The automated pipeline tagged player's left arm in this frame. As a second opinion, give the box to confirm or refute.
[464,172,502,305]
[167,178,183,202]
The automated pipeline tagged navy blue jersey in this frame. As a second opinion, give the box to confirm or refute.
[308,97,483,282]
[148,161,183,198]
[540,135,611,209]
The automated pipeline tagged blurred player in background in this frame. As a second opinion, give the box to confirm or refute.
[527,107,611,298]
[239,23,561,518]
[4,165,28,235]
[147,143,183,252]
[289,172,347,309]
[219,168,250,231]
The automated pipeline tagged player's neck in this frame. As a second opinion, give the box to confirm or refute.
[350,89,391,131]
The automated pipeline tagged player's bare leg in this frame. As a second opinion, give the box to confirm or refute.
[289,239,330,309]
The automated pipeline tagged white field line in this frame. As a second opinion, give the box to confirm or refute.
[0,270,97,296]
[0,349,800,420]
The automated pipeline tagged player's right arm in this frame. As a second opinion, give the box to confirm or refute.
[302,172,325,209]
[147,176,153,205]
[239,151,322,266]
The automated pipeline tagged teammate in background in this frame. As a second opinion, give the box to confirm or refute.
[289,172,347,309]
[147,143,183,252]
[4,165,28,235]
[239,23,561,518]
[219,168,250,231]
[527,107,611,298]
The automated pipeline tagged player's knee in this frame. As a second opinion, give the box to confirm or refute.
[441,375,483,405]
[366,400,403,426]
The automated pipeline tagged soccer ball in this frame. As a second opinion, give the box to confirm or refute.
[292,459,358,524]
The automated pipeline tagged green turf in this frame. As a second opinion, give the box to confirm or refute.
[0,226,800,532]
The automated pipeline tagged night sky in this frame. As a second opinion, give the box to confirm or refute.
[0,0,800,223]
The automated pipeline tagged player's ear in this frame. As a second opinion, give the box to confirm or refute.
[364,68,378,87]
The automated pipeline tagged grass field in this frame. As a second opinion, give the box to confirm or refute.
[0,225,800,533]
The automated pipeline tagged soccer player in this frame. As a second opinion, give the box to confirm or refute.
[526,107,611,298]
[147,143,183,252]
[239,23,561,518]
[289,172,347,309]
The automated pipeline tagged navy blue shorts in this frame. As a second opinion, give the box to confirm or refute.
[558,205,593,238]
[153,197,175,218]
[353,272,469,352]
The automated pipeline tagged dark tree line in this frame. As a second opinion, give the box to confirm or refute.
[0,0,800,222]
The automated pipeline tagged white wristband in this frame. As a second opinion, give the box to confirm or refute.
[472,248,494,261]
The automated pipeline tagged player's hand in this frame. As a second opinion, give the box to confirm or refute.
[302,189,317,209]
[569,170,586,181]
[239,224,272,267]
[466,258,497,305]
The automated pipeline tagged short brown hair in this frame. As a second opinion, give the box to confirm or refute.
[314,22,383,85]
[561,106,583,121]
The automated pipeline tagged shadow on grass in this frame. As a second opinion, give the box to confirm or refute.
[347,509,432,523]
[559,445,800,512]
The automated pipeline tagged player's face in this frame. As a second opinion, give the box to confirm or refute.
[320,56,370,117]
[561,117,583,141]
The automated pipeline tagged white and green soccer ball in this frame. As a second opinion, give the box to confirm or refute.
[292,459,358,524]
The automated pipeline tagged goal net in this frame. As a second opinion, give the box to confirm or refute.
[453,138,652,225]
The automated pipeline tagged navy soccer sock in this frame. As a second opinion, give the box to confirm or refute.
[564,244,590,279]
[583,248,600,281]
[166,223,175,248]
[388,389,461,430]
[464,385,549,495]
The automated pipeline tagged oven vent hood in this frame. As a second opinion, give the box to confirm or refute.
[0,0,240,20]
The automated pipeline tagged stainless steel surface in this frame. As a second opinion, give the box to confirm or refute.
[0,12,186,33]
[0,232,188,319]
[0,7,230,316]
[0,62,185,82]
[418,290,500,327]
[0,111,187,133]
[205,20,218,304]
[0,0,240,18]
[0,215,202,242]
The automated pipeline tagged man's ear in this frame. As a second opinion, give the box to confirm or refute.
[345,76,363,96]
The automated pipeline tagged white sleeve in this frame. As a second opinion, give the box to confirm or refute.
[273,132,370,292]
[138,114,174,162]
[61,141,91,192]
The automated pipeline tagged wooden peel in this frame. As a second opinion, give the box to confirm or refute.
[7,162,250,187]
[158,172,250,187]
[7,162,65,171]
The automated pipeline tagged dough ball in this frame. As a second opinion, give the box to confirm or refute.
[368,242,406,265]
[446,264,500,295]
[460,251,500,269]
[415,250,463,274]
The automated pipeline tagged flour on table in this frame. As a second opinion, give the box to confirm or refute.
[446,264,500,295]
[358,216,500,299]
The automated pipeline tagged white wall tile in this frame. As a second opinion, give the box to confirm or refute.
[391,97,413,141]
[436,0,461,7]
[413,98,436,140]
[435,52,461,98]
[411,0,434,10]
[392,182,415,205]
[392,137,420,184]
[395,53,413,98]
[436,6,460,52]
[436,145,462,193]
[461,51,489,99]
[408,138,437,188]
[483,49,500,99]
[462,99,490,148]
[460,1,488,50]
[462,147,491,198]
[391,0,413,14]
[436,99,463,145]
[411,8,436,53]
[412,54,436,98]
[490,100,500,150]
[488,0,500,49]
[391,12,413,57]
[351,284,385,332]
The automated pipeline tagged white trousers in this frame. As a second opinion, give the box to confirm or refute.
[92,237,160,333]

» PROBLEM STATEMENT: Shift every bounding-box coordinate by -90, then write out again each line from the one that contains "The automated pipeline tagged navy soccer" through the one that contains "[464,385,549,495]". Copy the wording of the text lines unchanged and change only the coordinate numbers.

» SOLUTION TO THIS EXERCISE:
The automated pipeline tagged navy soccer sock in this frame. As a second opinion, give the box to confirm or refute.
[474,154,500,189]
[493,158,510,191]
[76,133,85,158]
[298,299,371,340]
[374,295,459,405]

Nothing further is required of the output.